THE TASK: Return, exactly as written, every line from the first line of the data below through the line that contains "box: [0, 273, 324, 623]".

INFORMATION GIVEN:
==============================

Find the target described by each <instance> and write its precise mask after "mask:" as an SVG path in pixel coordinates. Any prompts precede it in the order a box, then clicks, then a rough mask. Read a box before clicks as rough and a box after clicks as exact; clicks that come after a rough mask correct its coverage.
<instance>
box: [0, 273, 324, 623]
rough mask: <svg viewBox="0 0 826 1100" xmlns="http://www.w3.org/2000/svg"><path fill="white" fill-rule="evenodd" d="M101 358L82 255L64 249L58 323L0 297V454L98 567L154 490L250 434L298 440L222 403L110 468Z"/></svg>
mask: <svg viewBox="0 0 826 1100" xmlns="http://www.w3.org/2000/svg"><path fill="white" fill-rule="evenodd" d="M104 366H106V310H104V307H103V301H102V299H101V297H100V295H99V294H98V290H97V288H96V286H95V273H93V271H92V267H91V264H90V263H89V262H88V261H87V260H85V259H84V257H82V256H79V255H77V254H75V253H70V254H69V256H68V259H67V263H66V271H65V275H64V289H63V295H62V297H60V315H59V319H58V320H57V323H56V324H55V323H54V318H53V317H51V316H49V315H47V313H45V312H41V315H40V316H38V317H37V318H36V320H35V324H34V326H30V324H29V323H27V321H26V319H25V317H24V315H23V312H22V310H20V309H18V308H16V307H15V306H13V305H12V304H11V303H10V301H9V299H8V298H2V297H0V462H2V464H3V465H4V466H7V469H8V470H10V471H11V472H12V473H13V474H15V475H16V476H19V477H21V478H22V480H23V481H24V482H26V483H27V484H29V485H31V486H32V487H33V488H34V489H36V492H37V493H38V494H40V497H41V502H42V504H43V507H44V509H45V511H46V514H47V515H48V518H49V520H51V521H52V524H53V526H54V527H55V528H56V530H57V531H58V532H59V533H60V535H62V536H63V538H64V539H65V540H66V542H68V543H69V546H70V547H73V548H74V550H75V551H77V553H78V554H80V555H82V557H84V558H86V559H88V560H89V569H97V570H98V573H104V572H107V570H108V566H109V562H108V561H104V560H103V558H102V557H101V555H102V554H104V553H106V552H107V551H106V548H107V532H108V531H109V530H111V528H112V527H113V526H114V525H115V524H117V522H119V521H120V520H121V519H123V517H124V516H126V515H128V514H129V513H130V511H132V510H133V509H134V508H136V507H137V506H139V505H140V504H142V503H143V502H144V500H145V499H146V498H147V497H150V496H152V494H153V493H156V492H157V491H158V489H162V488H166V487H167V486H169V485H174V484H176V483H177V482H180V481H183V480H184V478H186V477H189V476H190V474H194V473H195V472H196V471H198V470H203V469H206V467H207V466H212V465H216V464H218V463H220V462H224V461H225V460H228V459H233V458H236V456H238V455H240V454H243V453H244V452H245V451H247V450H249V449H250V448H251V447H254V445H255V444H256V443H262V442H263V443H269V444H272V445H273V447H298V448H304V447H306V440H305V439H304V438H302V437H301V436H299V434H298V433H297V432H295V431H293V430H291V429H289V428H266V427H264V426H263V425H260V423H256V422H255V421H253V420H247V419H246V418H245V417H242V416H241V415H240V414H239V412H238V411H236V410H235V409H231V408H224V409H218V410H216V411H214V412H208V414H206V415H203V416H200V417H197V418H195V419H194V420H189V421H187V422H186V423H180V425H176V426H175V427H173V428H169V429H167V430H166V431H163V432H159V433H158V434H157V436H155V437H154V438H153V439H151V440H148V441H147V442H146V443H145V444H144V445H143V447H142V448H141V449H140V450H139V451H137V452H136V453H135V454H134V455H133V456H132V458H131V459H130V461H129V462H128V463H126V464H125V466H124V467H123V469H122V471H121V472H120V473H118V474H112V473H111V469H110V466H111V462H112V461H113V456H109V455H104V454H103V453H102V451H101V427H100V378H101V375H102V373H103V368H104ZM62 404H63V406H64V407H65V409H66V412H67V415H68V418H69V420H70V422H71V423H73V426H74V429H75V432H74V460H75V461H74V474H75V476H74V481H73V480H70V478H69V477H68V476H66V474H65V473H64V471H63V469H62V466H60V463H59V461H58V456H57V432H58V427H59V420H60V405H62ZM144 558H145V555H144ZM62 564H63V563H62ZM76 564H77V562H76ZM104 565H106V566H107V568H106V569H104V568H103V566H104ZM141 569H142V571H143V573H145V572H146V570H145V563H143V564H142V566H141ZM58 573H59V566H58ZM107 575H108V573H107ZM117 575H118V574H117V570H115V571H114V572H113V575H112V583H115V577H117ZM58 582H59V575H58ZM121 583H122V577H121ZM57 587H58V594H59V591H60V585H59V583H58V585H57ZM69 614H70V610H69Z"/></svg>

==============================

EXERCISE RESULT:
Find the target described by each <instance> and write its precise mask after "mask:" as an SVG path in pixel coordinates. Any prompts precede it in the order a box, then clicks, then a rough mask. Read a box before clicks as rough and a box after clicks as exact; clicks that come after a rough mask correct its coverage.
<instance>
box: [0, 273, 324, 623]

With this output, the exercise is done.